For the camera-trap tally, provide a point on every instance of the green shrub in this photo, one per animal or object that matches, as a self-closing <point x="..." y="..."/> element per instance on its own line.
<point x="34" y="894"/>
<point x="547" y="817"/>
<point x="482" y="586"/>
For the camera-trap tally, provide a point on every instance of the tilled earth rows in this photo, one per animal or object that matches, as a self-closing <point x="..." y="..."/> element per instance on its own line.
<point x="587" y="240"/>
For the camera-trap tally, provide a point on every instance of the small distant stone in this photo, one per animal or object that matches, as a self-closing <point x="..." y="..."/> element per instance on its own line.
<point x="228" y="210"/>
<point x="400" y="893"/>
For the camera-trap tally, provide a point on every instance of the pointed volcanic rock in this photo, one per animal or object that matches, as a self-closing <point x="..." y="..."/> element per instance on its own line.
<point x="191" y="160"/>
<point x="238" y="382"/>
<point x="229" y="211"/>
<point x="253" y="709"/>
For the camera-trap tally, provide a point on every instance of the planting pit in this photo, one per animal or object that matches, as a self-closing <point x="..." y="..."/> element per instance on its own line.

● **To do**: Lay out every line of the listing above as a numbered list, skipping any blank lines.

● **Response to this task**:
1. For the camera-trap tally, provide a point on every instance of the green shrub in this photo, one per animal or object that matches, as a self-closing <point x="..." y="..."/> element per instance on its own line.
2. <point x="34" y="894"/>
3. <point x="547" y="817"/>
4. <point x="482" y="586"/>
5. For the camera-trap tally, provide a point on every instance of the tilled earth rows in this photo, one per animal or object that matches, as a self-closing <point x="..." y="..."/> element per instance on its own line.
6. <point x="587" y="240"/>
7. For the camera-trap tally, provide a point on every instance of the small distant stone in this photo, one per animal or object that matches, as a self-closing <point x="..." y="..."/> element per instance on its own line.
8. <point x="228" y="210"/>
9. <point x="400" y="893"/>
10. For the camera-trap tally, provide a point on every instance of the pointed volcanic rock in this photo, one per animal or object that matches, as a self-closing <point x="..." y="..."/> element per instance on its own line.
11. <point x="191" y="160"/>
12. <point x="238" y="382"/>
13. <point x="229" y="211"/>
14. <point x="253" y="709"/>
15. For the camera-trap tally, provide a point on every instance of the planting pit in this photo, one per animal or object that matches, as a self-closing <point x="..." y="..."/> element per instance on its own line.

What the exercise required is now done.